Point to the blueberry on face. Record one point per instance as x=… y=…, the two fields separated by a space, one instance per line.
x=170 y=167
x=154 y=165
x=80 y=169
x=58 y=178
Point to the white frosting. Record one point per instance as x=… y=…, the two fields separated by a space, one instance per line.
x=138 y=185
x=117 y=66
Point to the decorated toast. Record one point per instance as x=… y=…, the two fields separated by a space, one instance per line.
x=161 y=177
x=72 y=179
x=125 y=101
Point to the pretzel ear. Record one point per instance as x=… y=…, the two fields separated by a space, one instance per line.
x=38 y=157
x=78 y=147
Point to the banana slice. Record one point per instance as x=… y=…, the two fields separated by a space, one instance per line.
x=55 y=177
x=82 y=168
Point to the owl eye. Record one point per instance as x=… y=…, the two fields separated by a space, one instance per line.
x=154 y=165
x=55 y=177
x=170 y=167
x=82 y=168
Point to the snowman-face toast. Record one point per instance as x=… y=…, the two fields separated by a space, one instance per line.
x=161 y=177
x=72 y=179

○ ○ ○ ○ ○ ○ ○

Transcribe every entry exactly, omitting nothing.

YOUR SOLUTION:
Point to the blueberry on face. Record one point per instance as x=… y=…, the two fields separated by a space, one instance per line.
x=170 y=167
x=154 y=165
x=80 y=169
x=58 y=178
Point to the white frosting. Record one point per instance as x=… y=…, the two fields separated by a space, one instance per line.
x=138 y=185
x=117 y=66
Point to the decorated toast. Record one point per instance as x=… y=…, the two fields separated by a space, one instance per line.
x=161 y=177
x=72 y=179
x=125 y=101
Point to the pretzel ear. Record one point per instance as x=… y=…, the two fields separated by a space, one instance per line.
x=38 y=157
x=78 y=147
Point to the banana slice. Record one point per instance as x=… y=…, the two fields separated by a space, one instance per line.
x=55 y=177
x=82 y=168
Point to the owl eye. Record one point per instance as x=… y=…, the two fields separated by a space, one instance per line.
x=154 y=165
x=55 y=177
x=170 y=167
x=82 y=168
Point to the snowman-face toast. Record one point per instance as x=… y=…, the two fields separated by a space, one instance per line.
x=161 y=177
x=72 y=179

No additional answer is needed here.